[Begin Source]

# Problems with Tenant



## pinkyBear (14 Jun 2006)

Hi all,
I am seeking advice regarding a new tennant - basically my partner and I rent a room in our house, and have done so very successfully with a number of tennants over the years. 

However about 1 month ago, a new guy moved in, the initial interview was grand - he appeard to be what we were looking for, however since he has moved in every week there has been something that we have had to bring up.

I feel terrible as a month on, my gut feeling is I think there is a personality clash between me and the new guy, and I am not sure if either myself and my partner completly trust the guy.

To be honest, I would like to start looking for some one else, I have read the site http://www.prtb.ie/licensees.htm and have found it helpful, as there are several areas in which he has breeched, which he has always apologised for, but I am already tired of being the one who has to bring stuff up.

Can any one advise the best way to ask this guy to leave without causing too much conflict, and what is reasonable notice.
Kind Regards,
Pinky


----------



## bogwarrior (14 Jun 2006)

All you can do is bring the issue up with him and give him notice - no point beating around the bush with it.

Reasonable notice is one month - you can't just ask him to leave at once because of a personality clash.


----------



## ClubMan (14 Jun 2006)

What rules has he breached and where are these laid down?

[End Source]

Set exercise: Copy the passage of the tenant thread word for word, between "I feel terrible" and "trust the guy.", inclusive.

[Begin Data records]

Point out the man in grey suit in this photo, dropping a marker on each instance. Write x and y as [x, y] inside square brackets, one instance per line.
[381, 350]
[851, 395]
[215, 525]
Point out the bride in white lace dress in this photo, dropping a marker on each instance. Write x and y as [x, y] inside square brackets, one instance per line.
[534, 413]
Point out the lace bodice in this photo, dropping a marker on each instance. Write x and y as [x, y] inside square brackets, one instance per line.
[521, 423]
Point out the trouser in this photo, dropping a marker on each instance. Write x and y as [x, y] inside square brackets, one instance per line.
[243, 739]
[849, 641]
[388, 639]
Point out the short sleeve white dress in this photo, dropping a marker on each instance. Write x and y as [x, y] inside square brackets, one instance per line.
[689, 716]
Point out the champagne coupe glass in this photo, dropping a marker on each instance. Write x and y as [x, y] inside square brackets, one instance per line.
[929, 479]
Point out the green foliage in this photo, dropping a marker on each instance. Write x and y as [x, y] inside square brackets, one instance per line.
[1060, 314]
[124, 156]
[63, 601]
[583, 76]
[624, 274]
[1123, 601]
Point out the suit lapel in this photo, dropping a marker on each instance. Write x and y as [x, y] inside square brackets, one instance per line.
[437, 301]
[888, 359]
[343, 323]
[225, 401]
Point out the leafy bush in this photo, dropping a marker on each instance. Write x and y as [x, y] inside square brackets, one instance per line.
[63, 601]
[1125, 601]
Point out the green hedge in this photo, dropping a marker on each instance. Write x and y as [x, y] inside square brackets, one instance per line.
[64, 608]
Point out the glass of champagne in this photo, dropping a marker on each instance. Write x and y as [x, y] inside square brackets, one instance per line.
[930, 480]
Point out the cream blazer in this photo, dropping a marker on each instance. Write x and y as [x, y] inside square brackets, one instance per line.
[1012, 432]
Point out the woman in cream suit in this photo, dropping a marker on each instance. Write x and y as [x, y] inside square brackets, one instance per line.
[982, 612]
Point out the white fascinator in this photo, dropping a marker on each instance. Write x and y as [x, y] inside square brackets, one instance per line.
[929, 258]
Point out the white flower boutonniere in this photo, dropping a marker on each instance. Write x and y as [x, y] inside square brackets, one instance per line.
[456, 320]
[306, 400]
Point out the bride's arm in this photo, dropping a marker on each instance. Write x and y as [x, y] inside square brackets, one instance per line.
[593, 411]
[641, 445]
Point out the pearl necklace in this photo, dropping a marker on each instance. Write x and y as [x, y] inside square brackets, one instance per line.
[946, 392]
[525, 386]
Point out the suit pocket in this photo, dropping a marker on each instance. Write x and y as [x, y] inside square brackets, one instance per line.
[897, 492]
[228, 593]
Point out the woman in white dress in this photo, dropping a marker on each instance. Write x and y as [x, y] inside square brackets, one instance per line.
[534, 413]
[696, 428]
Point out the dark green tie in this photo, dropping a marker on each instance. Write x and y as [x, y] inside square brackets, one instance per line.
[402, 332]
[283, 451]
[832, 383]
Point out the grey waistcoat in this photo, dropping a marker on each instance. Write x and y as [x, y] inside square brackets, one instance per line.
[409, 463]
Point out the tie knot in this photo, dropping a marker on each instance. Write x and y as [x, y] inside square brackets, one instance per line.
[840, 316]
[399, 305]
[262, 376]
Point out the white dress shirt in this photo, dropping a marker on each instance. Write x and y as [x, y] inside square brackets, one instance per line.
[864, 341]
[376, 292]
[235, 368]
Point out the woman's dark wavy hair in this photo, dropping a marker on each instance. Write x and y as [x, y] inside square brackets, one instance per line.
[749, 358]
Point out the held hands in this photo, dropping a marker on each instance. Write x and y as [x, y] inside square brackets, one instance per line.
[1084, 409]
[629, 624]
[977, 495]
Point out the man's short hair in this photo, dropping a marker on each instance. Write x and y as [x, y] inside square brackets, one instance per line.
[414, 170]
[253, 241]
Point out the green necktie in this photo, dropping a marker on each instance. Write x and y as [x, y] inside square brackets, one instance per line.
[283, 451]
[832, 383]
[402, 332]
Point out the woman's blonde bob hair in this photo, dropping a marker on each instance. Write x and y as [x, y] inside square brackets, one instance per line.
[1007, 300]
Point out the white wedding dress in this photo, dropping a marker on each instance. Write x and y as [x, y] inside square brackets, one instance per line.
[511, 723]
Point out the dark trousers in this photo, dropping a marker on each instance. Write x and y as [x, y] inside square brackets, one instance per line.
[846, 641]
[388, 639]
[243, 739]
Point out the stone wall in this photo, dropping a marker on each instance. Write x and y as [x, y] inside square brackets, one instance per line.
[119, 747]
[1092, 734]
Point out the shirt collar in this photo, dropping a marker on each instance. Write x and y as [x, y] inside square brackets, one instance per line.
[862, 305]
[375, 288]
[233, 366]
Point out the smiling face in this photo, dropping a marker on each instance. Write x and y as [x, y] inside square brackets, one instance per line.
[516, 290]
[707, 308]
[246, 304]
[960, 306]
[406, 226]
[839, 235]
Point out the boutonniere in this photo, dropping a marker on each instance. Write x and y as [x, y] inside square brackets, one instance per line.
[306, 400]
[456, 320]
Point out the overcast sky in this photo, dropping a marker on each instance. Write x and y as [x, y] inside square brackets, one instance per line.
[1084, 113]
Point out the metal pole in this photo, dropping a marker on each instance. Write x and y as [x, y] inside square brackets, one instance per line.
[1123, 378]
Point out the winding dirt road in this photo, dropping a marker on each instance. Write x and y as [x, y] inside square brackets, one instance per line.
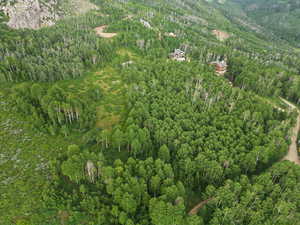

[End Data records]

Task solution:
I feel terrible as a month on, my gut feeling is I think there is a personality clash between me and the new guy, and I am not sure if either myself and my partner completly trust the guy.